Pat Barker’s
latest novel Toby’s Room revolves
around the unravelling tale of Toby Brookes’ suspicious death. He was
pronounced ‘Missing, Believed Killed’ whilst serving as a doctor in the First
World War. It becomes his younger sister Elinor’s obsession to reveal what really
happened to her beloved sibling as she believes it is a cover up story. However,
Toby’s death is not the central theme of the novel; it also discusses how art
can be used as a cathartic relief from war by many of the characters, male and
female.
The title echoes Virginia Woolf’s Jacob’s Room, and is written partly in tribute, although they are
not similar novelist. Woolf’s 1922 novel is in memory of her brother, who died
young, and is written in the aftermath of the war in which so many millions of
young men were killed. Its central female character is a woman painter, a
pacifist who is trying to remain outside the war. Her novel shows how unsparing
and rigorous war art can be.
There are three interlocking main subjects of this
novel: what has happened at the front to Elinor's brother, Toby Brooke; how a
woman artist responds to the war; and – the strongest part of the book – how to
treat, and look at, and not turn away from, the ruined faces of terribly
injured veterans.
The novel
begins in the summer
of 1912 when Elinor, a student at the Slade School of Art, travelled from London,
back to her childhood home. Her parents lived largely separate lives; her
mother staying in the country for her health while her father’s life revolved
around his club. Her elder sister, Rachel, was distant and critical of the
choices she had made. But Elinor was close to her brother, a little too close.

————

--- Directions ---
A - In the review of Toby's Room, where was Elinor studying in the summer of 1912?
B - Rewrite the passage of the review of Toby's Room from "There are three" up to and including "injured veterans.", putting "soldiers" in place of "veterans".

--- Collected data ---
————

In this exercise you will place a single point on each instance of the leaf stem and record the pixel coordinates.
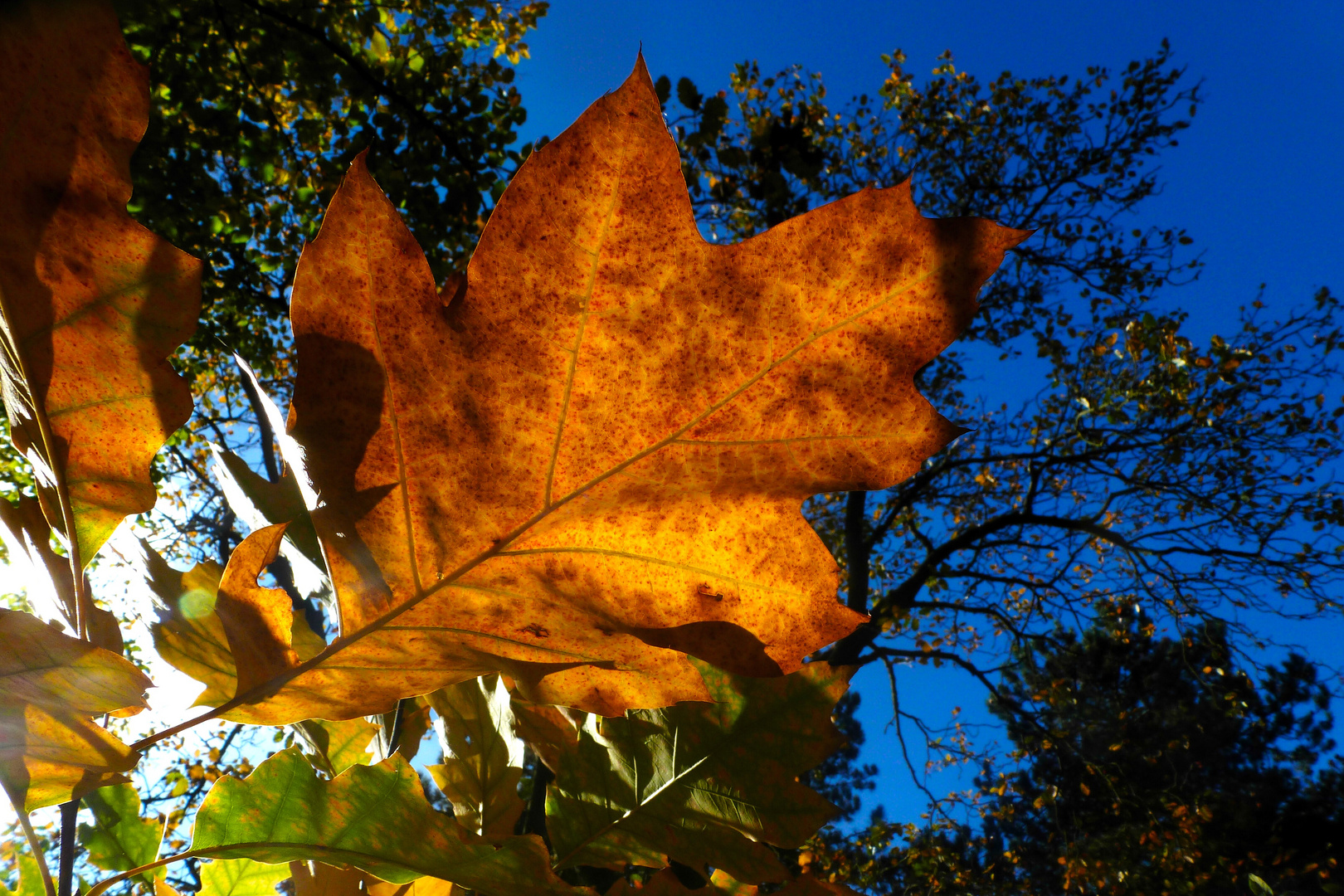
(66, 871)
(35, 845)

————

--- Numbered responses ---
A - She was a student at the Slade School of Art.

B -
There are three interlocking main subjects of this
novel: what has happened at the front to Elinor's brother, Toby Brooke; how a
woman artist responds to the war; and – the strongest part of the book – how to
treat, and look at, and not turn away from, the ruined faces of terribly
injured soldiers.